Page excerpt:
↓

In FIGS. 1 to 5, one preferred embodiment of the invention has been illustrated, and as shown therein, numeral 2 denotes a rigid shaving cream container which, preferably, is of the type employed in containing a pressurized instant lather. A standard form of pressurized container which is presently being made and sold by most of the shaving cream companies consists in a cylindrical member, the upper end of which is formed with a rounded section 3. Extending upwardly from the rounded section 3 is a rim 5 which is further formed with an annular nozzle-retaining head 6 of reduced diameter. The nozzle retaining head supports a nozzle 8 projecting laterally therefrom, as shown in FIG. 2. With this conventional container, it is pointed out that it is further customary to utilize a cylindrical cover which completely encloses the nozzle apparatus described.

Yieldably secured in spaced relation to the annular nozzle retaining body is a valve actuator 10 which is connected to the nozzle 8 by a small passageway 12. Depressing the valve actuator opens valve means of conventional construction to release pressurized shaving cream through the nozzle 8 in the well known manner.

↑

The data:
↓

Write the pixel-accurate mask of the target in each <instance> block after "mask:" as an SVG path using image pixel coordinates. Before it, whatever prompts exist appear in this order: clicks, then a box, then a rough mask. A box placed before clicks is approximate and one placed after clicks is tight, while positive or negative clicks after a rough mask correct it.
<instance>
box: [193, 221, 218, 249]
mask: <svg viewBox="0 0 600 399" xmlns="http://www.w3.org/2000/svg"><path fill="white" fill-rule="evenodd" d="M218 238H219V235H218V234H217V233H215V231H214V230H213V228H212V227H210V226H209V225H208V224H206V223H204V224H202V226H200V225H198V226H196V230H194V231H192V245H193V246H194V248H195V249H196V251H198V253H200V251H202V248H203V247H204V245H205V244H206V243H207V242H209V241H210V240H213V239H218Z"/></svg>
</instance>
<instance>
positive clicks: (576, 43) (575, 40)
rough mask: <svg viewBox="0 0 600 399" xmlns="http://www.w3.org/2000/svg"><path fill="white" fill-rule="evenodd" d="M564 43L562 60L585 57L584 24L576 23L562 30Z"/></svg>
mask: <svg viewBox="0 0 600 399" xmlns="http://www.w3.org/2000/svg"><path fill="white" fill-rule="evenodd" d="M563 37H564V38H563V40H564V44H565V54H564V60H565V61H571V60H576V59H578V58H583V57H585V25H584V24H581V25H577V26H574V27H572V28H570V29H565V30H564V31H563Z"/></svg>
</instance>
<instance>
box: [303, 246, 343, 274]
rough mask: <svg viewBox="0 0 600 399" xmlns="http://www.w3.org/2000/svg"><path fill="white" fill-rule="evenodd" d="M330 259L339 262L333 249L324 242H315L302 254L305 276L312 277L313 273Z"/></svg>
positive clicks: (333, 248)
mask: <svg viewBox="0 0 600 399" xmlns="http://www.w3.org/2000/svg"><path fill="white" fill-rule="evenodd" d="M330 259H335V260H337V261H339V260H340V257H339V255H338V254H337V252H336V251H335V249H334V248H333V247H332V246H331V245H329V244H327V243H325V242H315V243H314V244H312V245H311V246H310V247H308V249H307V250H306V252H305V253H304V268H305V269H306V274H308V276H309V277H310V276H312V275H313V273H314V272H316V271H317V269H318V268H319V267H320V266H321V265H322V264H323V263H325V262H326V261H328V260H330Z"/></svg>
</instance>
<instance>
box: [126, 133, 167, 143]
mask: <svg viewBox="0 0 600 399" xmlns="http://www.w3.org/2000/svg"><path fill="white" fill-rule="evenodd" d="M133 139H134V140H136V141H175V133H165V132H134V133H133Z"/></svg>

↑

Required tasks:
1) Reproduce the shaving cream container passage word for word, between "In FIGS. 1 to" and "nozzle apparatus described.", inclusive.
2) Pick up the shaving cream container passage where it ends and keep writing it.

Exercise results:
1)
In FIGS. 1 to 5, one preferred embodiment of the invention has been illustrated, and as shown therein, numeral 2 denotes a rigid shaving cream container which, preferably, is of the type employed in containing a pressurized instant lather. A standard form of pressurized container which is presently being made and sold by most of the shaving cream companies consists in a cylindrical member, the upper end of which is formed with a rounded section 3. Extending upwardly from the rounded section 3 is a rim 5 which is further formed with an annular nozzle-retaining head 6 of reduced diameter. The nozzle retaining head supports a nozzle 8 projecting laterally therefrom, as shown in FIG. 2. With this conventional container, it is pointed out that it is further customary to utilize a cylindrical cover which completely encloses the nozzle apparatus described.

2)
In the present invention, the use of a cylindrical cover is eliminated and in place thereof is provided a closure device which includes an applicator body for receiving shaving cream and applying it to a facial area to be shaved. Both the closure device and the applicator body are preferably enclosed in a transparent cover 14 which permits customer viewing of the applicator when the container is on a sales shelf, and which may readily be detached when the applicator is to be used.

Considering these parts in further detail, numeral 16 denotes an applicator body which, in a preferred form, may consist of a sponge material, and in particular, a hydrophilic sponge material such as is obtained from a plant-like sea growth. Other types of cellulose materials such as plastic and rubber may also be utilized.

The applicator 16 may be formed with a rounded upper surface 16a which is of a size and shape suitable for receiving a small quantity of instant lather or other type of shaving cream as suggested in FIG. 5.

In the preferred embodiment of applicator shown in FIGS. 1 to 5, there is combined with the applicator 16 a supporting base 20 which may be made of plastic, rubber and the like and which may be attached to the applicator by adhesive or other suitable fastening means. At its upper side, the supporting base 20 is recessed to define an annular closure cap part 22 made of a size and shape such that an annular rib 22a it may be snugly fitted around the annular nozzle retaining head 6 and be releasably held by lug portions 24, formed in the outer surface of the retaining head 6.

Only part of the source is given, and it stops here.